++++ PASSAGE ++++
When I was expecting my first child, my husband arrived home with a parenting book. Looking out from the cover, resplendent in a jazzy 80s sweater, was Bill Cosby twinkling confidently under the title, Fatherhood. Who, he seemed to be asking, wouldn’t want advice from “America’s Dad”? Plenty of people today. In 2005, Cosby was accused of drugging, then sexually assaulting the director of a women’s basketball team. When the prosecutor declined to take it further, the 30-year-old launched a civil suit, in which 13 other women lined up to testify that Cosby had assaulted or raped them, too. Then the case was settled out of court and, somehow, Cosby’s reputation was barely dented. Cosby himself has repeatedly denied any wrongdoing.

In the years that followed, the comedian was given awards, went on talkshows, and had a weighty biography written about him, with little notice of the number of allegations made against him. Today, as he once more faces a criminal trial for sexual assault, and the number of women accusing him of sexual misconduct has spiralled to almost 60, this seems inexplicable. Which is why a new BBC documentary, Cosby: The Fall of an American Icon, asks accusers, colleagues and journalists how the silence continued for so long.

Cosby is hardly the first well-loved star to be accused of stomach-churning crimes. Yet his artistic and political achievements - and what the case says about race relations in the US - make the story unique, according to director Ricardo Pollack. The 79-year-old actor, he points out, is not just a “comedic genius”, whose 50-year career influenced generations of performers from Richard Pryor to Chris Rock , but a “role model and pioneer” who kicked down racial barriers.

It was in the early 1960s that Cosby made his name in stand-up. As the civil rights movement unfolded, the Philadelphia-born son of a maid and an alcoholic naval steward father somehow managed to entrance black and white audiences alike with his funny, perfectly crafted stories.

In 1965, this won him a part in I Spy as a secret agent, making him the first black actor to star in a network TV drama. He won three consecutive Emmys for the role, and a generation of fans. Movies, the animated series Fat Albert and commercials followed. In Pollack’s documentary, Richard Pryor’s wife, Jennifer Lee, notes: “He had made it - and a black man making it in America was a big deal.” Then, in the 1980s, came The Cosby Show. It was an instant hit, and a revolutionary one. Against a backdrop of what Pollack calls “Reagan and crack cocaine” with negative portrayals of African-American communities flourishing in the media, the sitcom offered up an alternative vision: an aspirational, stable, upper-middle-class family.

Joseph C Phillips, who played Cosby’s son-in-law on the show, tells me it was something that had not been seen on US TV before. “She [Clair Huxtable, played by Phylicia Rashad] was a partner in a law firm, he [Cosby’s Cliff Huxtable] was an obstetrician,” he says. “They lived in Brooklyn Heights, their daughter went to Princeton, they were good looking. The kids weren’t all getting As, but their parents ran the household.”
++++ GIVEN INFORMATION ++++
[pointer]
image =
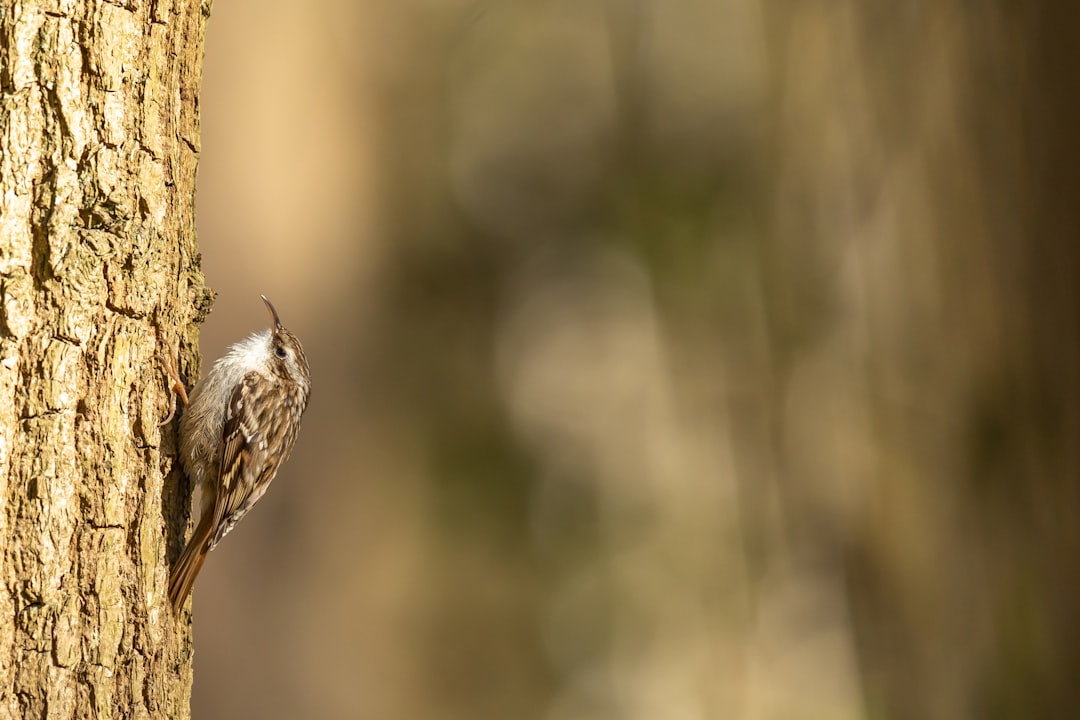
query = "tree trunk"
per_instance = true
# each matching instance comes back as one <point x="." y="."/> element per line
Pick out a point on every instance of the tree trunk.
++++
SET EXERCISE: Return the passage of the Cosby text between "When I was expecting" and "denied any wrongdoing.", inclusive, copied word for word.

RIGHT ANSWER:
When I was expecting my first child, my husband arrived home with a parenting book. Looking out from the cover, resplendent in a jazzy 80s sweater, was Bill Cosby twinkling confidently under the title, Fatherhood. Who, he seemed to be asking, wouldn’t want advice from “America’s Dad”? Plenty of people today. In 2005, Cosby was accused of drugging, then sexually assaulting the director of a women’s basketball team. When the prosecutor declined to take it further, the 30-year-old launched a civil suit, in which 13 other women lined up to testify that Cosby had assaulted or raped them, too. Then the case was settled out of court and, somehow, Cosby’s reputation was barely dented. Cosby himself has repeatedly denied any wrongdoing.